[Set task] Copy the passage of the retirement plans text starting at "Effective 2018, the IRS" and ending at "2018 is $24,500.", word for word.

[Source document]

The new year presents a new opportunity to establish a retirement plan or make adjustments to an existing one. Here are some of the new dollar amounts to account for in budgeting for plan contributions and for payroll adjustments in 2018.
retirement plans in 2018

Retirement plans are an important employee benefit offered by many companies. The rules are always changing, and 2017 was no exception. If your business has a qualified retirement plan or you're thinking of offering one, here are some of the new dollar amounts to account for in budgeting for plan contributions and for payroll adjustments in 2018, as well as other new changes needing your attention.

Cost-of-living adjustments

Effective 2018, the IRS adjustments to various dollar amounts are:

  • 401(k) plans. The basic salary reduction limit is increased to $18,500 (up from $18,000 in 2017). The additional amount for those who will be at least 50 years old by the end of the year remains $6,000. Thus, for an employee who is 58 years old, their maximum elective deferral for 2018 is $24,500.
  • Simplified Employee Pensions (SEPs) and profit-sharing plans. The maximum deductible employer contribution for 2018 is $55,000. It was $54,000 in 2017.
  • Pension plans. The maximum annual benefit for a defined benefit (pension) plan for 2018 is $220,000. It was $215,000 in 2017.
  • Compensation. In figuring contributions and benefits under a qualified retirement plan, the maximum amount of taxable compensation that can be taken into account for 2018 is $275,000. In 2017, it was $270,000.

[Data provided]
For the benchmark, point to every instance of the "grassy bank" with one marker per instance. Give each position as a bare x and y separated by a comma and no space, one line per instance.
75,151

[Task result]
Effective 2018, the IRS adjustments to various dollar amounts are:

  • 401(k) plans. The basic salary reduction limit is increased to $18,500 (up from $18,000 in 2017). The additional amount for those who will be at least 50 years old by the end of the year remains $6,000. Thus, for an employee who is 58 years old, their maximum elective deferral for 2018 is $24,500.